What you are asked to do: Report how many lines in the records below contain the word "screen", with case counting, and reply with the number alone.

Available data:
-=-=-=-=-

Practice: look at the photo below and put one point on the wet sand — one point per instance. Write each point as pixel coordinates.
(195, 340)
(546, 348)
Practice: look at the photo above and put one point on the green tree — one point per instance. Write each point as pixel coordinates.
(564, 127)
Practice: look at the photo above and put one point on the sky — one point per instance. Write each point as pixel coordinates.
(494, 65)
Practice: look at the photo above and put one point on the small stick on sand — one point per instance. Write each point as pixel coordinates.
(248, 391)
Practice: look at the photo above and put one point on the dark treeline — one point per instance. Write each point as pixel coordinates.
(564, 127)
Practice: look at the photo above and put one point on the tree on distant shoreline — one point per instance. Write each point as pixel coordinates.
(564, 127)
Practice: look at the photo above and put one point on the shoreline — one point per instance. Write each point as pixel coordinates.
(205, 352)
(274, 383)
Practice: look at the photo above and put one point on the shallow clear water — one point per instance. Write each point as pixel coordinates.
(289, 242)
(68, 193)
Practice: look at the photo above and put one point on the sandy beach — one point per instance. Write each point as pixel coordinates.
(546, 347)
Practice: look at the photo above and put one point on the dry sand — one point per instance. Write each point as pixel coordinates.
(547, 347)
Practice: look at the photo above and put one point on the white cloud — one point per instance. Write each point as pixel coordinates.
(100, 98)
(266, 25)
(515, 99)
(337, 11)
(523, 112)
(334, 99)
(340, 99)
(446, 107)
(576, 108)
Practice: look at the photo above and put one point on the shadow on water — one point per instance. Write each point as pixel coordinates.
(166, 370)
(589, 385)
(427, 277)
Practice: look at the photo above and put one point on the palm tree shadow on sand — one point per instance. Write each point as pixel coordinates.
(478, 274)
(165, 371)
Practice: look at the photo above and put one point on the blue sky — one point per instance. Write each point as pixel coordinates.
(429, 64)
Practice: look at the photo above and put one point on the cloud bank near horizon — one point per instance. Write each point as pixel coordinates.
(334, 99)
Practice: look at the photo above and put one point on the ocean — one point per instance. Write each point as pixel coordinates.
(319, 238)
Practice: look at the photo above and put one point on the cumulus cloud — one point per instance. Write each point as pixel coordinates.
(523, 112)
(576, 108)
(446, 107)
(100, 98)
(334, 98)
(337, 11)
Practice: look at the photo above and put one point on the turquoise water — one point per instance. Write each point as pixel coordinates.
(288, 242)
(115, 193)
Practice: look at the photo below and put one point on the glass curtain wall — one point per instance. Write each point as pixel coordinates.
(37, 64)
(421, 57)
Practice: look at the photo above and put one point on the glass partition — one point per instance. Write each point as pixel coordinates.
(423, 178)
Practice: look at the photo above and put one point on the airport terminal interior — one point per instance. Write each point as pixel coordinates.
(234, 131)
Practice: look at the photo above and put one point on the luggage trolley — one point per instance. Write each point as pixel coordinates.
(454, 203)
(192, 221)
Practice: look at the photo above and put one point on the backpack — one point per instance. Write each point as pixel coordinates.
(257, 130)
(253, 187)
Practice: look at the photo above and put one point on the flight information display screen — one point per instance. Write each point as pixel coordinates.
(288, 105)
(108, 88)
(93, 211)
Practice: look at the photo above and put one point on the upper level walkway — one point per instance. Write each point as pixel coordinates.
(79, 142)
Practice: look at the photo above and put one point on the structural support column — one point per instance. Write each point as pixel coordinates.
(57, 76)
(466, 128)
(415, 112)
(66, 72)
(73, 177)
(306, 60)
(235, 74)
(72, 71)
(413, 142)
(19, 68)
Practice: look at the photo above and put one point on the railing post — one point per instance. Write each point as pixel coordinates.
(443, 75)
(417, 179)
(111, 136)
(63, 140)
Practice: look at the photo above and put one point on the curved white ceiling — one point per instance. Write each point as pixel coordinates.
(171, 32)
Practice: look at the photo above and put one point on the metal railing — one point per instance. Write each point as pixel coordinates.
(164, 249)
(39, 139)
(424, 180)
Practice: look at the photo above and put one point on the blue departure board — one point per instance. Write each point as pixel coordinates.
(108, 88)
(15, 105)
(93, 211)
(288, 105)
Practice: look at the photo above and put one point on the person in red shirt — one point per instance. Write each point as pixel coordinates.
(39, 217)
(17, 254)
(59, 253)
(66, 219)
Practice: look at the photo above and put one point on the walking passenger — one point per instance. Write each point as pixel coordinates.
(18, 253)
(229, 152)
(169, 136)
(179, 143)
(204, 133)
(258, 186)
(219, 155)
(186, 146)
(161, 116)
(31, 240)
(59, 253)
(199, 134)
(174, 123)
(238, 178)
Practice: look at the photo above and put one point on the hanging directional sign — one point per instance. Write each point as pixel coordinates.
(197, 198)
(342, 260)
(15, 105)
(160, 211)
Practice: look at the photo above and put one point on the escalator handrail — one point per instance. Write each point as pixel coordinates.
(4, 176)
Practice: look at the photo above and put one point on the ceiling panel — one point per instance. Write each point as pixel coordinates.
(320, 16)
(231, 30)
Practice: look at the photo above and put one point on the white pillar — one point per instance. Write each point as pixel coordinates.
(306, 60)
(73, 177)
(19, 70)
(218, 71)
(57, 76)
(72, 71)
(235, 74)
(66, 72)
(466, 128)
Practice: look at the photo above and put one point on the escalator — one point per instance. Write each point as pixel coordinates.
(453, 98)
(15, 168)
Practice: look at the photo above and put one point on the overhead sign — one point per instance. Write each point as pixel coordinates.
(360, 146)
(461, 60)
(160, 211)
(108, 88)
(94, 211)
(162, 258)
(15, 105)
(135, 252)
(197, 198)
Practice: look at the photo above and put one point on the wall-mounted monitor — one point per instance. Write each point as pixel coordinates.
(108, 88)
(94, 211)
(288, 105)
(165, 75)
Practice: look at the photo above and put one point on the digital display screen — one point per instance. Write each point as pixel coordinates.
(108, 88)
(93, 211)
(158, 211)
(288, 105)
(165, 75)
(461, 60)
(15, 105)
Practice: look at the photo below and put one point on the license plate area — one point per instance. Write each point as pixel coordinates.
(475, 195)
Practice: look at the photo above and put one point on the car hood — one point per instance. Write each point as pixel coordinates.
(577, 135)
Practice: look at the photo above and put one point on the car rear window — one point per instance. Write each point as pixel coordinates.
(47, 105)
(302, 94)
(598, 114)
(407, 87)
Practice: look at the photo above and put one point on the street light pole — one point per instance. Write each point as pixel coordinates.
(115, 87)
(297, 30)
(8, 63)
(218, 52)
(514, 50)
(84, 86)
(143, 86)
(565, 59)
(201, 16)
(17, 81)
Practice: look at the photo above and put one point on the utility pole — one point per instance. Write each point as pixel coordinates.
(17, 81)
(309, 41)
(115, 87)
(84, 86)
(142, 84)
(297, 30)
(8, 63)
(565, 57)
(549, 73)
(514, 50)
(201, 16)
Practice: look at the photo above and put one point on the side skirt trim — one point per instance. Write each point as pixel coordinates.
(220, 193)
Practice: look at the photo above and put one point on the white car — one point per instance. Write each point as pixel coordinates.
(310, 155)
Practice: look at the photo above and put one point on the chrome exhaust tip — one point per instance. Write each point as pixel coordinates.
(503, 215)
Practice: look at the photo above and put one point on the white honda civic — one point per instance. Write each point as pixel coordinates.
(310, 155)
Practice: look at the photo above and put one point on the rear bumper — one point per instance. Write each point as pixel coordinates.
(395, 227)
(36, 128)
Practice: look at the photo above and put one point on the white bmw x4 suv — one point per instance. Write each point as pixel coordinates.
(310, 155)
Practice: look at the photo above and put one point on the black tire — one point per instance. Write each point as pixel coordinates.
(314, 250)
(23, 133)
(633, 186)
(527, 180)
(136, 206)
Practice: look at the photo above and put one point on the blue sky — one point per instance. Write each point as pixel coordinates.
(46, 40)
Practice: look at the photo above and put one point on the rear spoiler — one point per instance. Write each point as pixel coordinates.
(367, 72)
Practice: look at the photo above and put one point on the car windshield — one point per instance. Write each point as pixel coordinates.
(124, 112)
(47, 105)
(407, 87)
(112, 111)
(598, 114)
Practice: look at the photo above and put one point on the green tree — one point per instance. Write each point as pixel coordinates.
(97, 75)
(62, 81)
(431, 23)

-=-=-=-=-

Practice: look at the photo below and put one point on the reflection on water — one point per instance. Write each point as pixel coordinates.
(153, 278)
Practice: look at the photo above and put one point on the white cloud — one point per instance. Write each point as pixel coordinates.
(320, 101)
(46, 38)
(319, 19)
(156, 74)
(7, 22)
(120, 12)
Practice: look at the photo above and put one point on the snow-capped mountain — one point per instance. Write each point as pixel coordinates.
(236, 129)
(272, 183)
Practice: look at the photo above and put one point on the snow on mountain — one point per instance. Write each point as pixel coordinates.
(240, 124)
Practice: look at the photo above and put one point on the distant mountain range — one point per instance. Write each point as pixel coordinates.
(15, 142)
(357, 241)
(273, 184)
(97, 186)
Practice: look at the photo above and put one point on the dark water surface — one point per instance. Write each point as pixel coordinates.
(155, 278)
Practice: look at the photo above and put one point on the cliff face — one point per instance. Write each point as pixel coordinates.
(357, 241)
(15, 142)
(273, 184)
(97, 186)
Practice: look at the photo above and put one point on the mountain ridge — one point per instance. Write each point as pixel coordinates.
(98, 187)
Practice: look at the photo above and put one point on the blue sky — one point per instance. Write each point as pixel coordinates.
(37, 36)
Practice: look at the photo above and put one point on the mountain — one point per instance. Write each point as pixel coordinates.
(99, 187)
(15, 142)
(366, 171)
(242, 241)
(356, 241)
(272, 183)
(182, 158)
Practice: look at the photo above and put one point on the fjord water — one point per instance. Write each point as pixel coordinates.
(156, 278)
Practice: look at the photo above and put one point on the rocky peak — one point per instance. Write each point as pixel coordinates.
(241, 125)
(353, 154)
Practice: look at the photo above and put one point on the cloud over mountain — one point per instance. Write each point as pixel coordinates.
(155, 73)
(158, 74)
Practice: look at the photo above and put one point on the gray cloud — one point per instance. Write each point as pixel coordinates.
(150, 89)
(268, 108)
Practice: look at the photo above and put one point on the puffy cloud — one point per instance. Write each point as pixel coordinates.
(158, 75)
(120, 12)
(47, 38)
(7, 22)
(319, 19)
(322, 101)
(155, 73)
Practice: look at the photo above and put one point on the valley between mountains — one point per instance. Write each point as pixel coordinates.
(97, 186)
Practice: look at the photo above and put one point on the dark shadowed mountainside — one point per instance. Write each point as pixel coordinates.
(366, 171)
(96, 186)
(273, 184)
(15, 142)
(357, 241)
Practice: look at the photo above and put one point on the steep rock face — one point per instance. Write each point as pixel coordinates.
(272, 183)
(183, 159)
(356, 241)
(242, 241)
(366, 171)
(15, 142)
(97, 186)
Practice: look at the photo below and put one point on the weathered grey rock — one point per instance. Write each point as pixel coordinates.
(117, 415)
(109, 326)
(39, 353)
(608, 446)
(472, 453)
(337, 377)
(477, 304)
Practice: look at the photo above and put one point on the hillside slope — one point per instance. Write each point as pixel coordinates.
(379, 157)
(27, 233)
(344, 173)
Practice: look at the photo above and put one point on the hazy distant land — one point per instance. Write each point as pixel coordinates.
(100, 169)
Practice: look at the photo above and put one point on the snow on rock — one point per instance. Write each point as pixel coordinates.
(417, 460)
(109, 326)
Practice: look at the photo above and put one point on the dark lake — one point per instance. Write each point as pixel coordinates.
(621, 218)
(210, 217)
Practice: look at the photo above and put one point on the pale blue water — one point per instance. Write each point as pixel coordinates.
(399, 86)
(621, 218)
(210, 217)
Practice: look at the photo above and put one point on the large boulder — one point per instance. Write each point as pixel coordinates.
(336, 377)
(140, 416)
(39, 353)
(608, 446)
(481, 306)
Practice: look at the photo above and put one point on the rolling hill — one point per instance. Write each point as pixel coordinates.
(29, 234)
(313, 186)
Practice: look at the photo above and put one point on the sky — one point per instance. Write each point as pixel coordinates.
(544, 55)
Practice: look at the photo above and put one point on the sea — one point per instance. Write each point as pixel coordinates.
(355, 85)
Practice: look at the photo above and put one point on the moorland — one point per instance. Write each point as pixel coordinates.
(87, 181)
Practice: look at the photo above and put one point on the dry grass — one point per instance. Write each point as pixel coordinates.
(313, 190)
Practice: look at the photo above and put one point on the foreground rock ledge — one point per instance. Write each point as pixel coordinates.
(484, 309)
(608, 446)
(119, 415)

-=-=-=-=-

Complete output: 2